[Collected data entries]
• • • • •

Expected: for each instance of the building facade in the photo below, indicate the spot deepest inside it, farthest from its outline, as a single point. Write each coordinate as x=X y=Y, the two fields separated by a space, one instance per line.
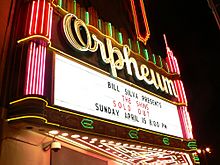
x=79 y=84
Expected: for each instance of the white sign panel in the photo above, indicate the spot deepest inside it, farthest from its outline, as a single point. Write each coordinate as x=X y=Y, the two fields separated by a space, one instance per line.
x=82 y=89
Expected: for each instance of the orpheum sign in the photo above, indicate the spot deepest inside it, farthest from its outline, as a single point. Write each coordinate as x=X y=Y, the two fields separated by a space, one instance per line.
x=117 y=58
x=80 y=88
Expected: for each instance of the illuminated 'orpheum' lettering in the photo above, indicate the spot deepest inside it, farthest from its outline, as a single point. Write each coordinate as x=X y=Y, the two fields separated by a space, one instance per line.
x=109 y=53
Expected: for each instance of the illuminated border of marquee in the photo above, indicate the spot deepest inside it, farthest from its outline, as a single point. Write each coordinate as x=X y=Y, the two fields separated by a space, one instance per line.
x=148 y=75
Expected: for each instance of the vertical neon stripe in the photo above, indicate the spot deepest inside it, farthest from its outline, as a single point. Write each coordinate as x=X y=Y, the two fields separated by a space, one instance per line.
x=30 y=51
x=138 y=47
x=43 y=68
x=50 y=23
x=146 y=54
x=31 y=19
x=32 y=68
x=120 y=38
x=42 y=18
x=144 y=25
x=36 y=18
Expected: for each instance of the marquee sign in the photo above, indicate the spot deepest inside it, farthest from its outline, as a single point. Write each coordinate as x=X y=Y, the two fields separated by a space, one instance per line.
x=82 y=89
x=81 y=39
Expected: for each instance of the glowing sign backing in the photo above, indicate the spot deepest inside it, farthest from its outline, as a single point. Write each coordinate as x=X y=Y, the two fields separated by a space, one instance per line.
x=82 y=89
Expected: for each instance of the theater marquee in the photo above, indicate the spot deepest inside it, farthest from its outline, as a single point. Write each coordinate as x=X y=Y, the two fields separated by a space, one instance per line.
x=82 y=89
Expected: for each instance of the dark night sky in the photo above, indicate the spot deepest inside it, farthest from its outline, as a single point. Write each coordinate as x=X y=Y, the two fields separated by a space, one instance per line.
x=194 y=37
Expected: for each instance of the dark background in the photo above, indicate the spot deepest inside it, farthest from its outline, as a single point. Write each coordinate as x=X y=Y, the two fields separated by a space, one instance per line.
x=193 y=36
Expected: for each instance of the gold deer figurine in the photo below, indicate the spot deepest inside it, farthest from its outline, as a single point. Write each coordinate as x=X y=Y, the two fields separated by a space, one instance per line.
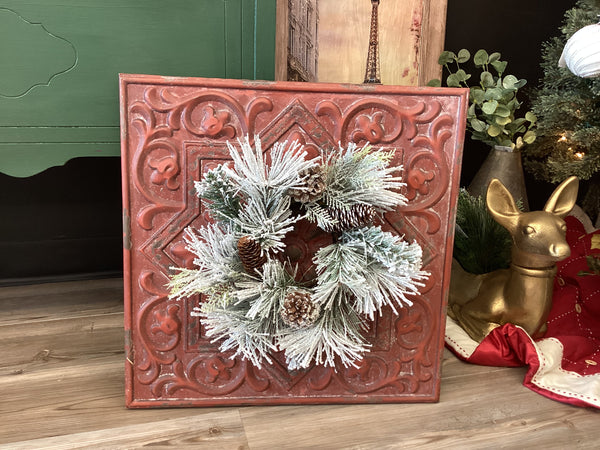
x=522 y=294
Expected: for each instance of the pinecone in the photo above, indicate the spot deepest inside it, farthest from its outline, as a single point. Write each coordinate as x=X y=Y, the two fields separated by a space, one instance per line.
x=298 y=310
x=356 y=216
x=250 y=254
x=313 y=185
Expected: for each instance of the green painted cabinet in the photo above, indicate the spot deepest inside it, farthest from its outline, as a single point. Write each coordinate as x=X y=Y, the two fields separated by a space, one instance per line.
x=61 y=59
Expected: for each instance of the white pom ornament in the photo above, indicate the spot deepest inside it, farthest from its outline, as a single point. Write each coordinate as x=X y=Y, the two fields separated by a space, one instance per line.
x=582 y=52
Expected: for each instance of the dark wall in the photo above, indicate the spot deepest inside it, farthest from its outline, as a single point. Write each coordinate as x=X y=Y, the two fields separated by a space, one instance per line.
x=62 y=223
x=516 y=29
x=66 y=221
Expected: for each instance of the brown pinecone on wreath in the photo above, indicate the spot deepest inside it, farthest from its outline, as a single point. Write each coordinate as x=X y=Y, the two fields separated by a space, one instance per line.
x=299 y=310
x=312 y=189
x=356 y=216
x=251 y=254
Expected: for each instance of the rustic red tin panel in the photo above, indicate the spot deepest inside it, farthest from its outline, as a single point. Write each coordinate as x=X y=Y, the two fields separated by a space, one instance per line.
x=174 y=129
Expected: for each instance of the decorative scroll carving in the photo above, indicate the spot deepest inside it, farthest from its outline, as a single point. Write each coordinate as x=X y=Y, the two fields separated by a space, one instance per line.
x=178 y=129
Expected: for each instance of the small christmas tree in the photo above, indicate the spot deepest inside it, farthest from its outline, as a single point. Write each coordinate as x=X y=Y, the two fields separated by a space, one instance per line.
x=568 y=112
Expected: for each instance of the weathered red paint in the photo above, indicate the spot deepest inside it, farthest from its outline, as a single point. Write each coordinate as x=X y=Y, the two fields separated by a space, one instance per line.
x=174 y=129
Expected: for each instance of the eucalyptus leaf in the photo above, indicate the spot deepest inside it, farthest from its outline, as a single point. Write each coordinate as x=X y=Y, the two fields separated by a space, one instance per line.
x=494 y=130
x=502 y=111
x=529 y=137
x=531 y=117
x=489 y=107
x=509 y=82
x=452 y=80
x=500 y=66
x=519 y=142
x=518 y=122
x=480 y=58
x=494 y=57
x=463 y=55
x=502 y=121
x=471 y=110
x=446 y=58
x=493 y=94
x=487 y=80
x=477 y=95
x=478 y=125
x=462 y=75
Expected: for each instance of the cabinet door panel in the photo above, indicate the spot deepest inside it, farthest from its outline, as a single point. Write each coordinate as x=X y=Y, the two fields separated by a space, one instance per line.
x=61 y=60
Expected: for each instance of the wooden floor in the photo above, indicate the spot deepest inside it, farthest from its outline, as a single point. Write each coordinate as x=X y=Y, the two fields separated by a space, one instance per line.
x=61 y=386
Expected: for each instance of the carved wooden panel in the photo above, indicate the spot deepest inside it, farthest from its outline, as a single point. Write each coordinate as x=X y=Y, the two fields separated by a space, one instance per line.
x=174 y=129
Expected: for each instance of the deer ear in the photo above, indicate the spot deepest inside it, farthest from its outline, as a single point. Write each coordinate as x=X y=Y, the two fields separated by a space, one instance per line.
x=563 y=198
x=501 y=205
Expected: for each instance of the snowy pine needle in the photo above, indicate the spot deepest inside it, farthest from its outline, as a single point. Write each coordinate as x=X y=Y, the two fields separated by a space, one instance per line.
x=217 y=262
x=362 y=175
x=363 y=271
x=373 y=267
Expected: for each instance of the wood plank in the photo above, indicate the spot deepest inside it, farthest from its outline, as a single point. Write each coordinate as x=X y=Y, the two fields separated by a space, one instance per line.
x=475 y=410
x=88 y=397
x=29 y=344
x=411 y=37
x=217 y=430
x=73 y=397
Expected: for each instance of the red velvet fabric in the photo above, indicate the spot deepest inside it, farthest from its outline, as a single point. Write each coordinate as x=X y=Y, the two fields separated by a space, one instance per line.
x=573 y=333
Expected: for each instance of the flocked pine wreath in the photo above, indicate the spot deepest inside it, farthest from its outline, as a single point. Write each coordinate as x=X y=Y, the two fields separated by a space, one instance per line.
x=253 y=303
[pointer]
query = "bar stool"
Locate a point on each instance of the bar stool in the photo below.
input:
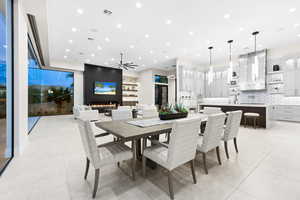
(250, 115)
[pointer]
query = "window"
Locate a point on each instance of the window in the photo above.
(50, 92)
(6, 148)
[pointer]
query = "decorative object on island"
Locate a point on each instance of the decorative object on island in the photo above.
(125, 65)
(276, 68)
(173, 112)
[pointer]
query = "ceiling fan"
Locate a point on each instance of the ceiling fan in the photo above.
(125, 65)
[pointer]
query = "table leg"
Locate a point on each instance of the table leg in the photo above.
(133, 147)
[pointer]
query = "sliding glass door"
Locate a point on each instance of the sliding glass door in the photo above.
(6, 148)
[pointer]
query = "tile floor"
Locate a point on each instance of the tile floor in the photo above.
(52, 167)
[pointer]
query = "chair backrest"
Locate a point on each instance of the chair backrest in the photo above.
(183, 141)
(232, 124)
(148, 113)
(89, 142)
(213, 131)
(121, 114)
(124, 108)
(211, 110)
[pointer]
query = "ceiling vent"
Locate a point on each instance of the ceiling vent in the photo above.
(107, 12)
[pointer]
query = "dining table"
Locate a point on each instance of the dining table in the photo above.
(126, 130)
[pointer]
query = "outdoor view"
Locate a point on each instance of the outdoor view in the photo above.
(105, 88)
(50, 92)
(5, 132)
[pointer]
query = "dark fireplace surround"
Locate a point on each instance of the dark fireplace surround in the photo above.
(93, 73)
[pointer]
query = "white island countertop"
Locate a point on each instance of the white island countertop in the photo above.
(237, 105)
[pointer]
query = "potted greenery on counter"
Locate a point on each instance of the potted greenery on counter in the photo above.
(173, 112)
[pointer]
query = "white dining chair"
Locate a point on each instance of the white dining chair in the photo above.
(231, 129)
(150, 113)
(212, 137)
(181, 149)
(211, 110)
(101, 155)
(121, 114)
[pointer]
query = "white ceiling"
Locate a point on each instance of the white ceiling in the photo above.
(204, 18)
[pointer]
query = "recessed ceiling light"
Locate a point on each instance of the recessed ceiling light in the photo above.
(226, 16)
(138, 5)
(191, 33)
(119, 26)
(79, 11)
(107, 12)
(168, 21)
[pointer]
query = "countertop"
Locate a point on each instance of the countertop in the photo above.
(237, 105)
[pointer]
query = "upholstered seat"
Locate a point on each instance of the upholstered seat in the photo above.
(212, 137)
(251, 114)
(231, 129)
(101, 155)
(181, 149)
(114, 153)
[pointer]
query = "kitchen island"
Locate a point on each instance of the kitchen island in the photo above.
(263, 110)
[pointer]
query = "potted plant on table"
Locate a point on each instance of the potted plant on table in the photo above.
(173, 112)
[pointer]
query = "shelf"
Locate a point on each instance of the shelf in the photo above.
(275, 82)
(275, 72)
(130, 90)
(131, 84)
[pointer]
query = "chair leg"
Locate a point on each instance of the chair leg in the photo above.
(218, 155)
(226, 149)
(97, 173)
(87, 168)
(170, 185)
(204, 163)
(235, 145)
(192, 163)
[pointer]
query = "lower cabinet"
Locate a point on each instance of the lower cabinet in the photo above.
(286, 112)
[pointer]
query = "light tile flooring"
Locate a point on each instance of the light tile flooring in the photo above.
(52, 167)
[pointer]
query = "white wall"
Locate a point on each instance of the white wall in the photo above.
(78, 88)
(146, 90)
(20, 78)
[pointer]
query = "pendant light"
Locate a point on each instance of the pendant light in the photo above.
(255, 65)
(211, 70)
(230, 69)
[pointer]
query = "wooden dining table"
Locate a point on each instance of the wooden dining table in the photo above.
(125, 131)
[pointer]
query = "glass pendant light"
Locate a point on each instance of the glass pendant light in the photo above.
(211, 70)
(230, 69)
(255, 65)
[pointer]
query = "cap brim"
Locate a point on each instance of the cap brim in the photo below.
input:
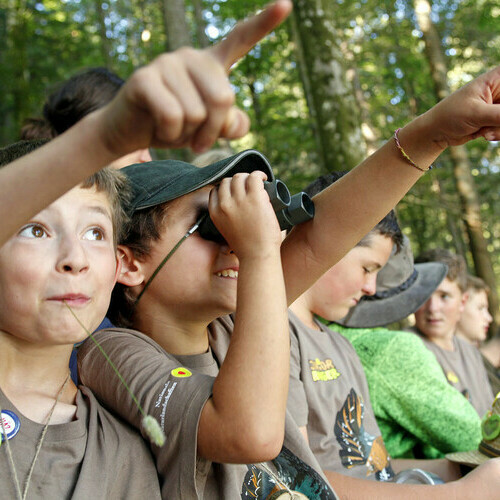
(173, 178)
(472, 458)
(380, 312)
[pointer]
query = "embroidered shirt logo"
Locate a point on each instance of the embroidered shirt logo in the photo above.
(181, 372)
(357, 446)
(323, 371)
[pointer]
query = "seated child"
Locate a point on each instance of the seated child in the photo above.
(57, 441)
(328, 396)
(436, 324)
(212, 416)
(419, 414)
(490, 351)
(475, 320)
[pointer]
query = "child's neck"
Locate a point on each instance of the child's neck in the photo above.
(302, 310)
(31, 377)
(178, 336)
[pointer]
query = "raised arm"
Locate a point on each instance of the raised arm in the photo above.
(181, 99)
(352, 206)
(244, 420)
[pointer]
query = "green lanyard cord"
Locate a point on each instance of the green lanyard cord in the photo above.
(163, 262)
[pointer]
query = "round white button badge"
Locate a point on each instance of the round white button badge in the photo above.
(11, 424)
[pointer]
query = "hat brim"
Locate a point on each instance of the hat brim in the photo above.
(381, 312)
(158, 182)
(471, 458)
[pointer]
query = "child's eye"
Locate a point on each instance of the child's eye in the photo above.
(94, 234)
(33, 231)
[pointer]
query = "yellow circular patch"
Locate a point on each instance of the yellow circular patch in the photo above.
(181, 372)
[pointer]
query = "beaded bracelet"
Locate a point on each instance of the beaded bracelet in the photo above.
(405, 155)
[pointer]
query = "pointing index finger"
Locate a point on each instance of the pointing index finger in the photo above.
(246, 34)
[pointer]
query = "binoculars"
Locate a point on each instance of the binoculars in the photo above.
(290, 210)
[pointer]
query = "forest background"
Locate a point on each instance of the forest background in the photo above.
(323, 91)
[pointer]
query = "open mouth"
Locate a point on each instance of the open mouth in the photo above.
(71, 299)
(227, 273)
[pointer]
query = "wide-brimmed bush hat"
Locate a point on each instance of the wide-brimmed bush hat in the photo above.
(402, 287)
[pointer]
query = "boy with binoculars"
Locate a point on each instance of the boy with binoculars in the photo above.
(219, 389)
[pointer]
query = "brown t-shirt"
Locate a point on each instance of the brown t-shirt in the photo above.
(94, 456)
(174, 390)
(329, 394)
(464, 370)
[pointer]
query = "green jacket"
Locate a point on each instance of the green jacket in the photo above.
(419, 414)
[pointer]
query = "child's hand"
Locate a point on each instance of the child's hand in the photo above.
(470, 112)
(242, 211)
(184, 98)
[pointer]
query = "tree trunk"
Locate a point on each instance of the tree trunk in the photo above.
(105, 45)
(330, 95)
(176, 27)
(201, 36)
(461, 168)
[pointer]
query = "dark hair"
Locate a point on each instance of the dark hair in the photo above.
(388, 226)
(457, 269)
(143, 228)
(14, 151)
(75, 98)
(108, 180)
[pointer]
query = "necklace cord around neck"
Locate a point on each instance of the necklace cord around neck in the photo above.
(22, 495)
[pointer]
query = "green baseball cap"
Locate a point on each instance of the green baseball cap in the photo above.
(157, 182)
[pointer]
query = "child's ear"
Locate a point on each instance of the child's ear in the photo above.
(130, 273)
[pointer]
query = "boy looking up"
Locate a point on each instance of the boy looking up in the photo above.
(436, 323)
(63, 257)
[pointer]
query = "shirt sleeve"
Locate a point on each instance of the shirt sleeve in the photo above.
(297, 399)
(409, 389)
(165, 389)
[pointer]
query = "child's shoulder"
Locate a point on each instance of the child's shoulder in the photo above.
(119, 339)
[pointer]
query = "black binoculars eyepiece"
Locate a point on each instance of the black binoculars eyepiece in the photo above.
(290, 210)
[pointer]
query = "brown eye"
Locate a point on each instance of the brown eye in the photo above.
(37, 232)
(94, 234)
(33, 231)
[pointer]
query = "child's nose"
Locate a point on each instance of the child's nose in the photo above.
(226, 249)
(370, 286)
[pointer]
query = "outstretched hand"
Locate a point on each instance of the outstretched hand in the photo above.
(470, 112)
(184, 98)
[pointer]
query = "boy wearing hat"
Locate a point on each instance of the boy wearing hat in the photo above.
(419, 413)
(200, 399)
(436, 323)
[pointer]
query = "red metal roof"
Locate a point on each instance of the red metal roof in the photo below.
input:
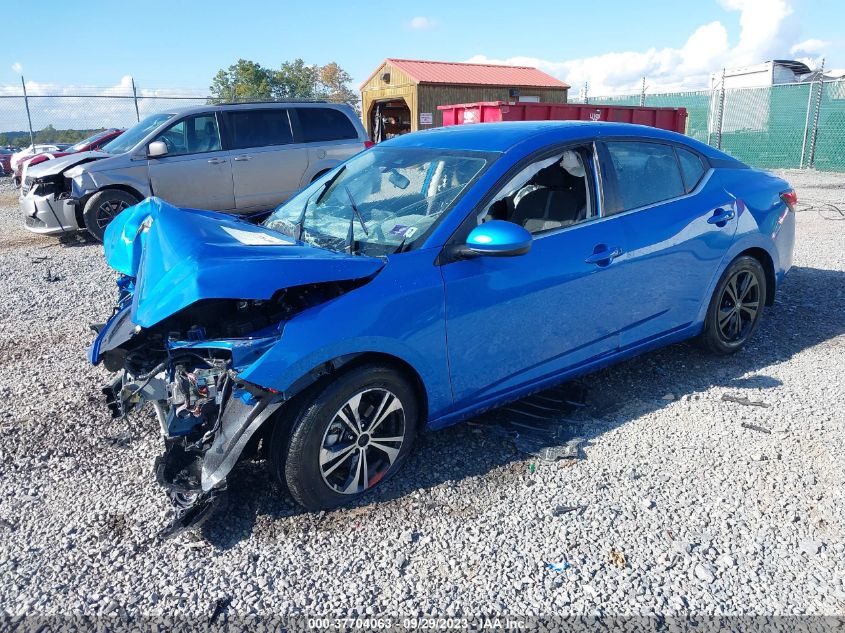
(430, 72)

• • • • •

WHAT IS BEING ASKED » Only a number is wanted here: how many lines of the records above include the string "stool"?

RESPONSE TO THIS TASK » 2